** begin Record list **

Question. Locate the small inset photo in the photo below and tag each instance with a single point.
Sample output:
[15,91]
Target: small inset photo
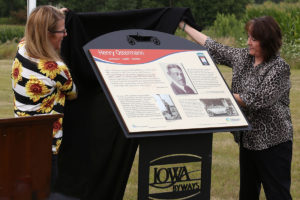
[219,107]
[167,107]
[202,58]
[179,80]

** end Record list **

The problem => Reproduce every line of the records above word for word, leaving the pictures out of your answer.

Solution to this task =>
Question. Locate the small inset photo in the photo below and tag each instance with a single point.
Sample output:
[15,91]
Target: small inset photo
[219,107]
[167,107]
[202,58]
[179,80]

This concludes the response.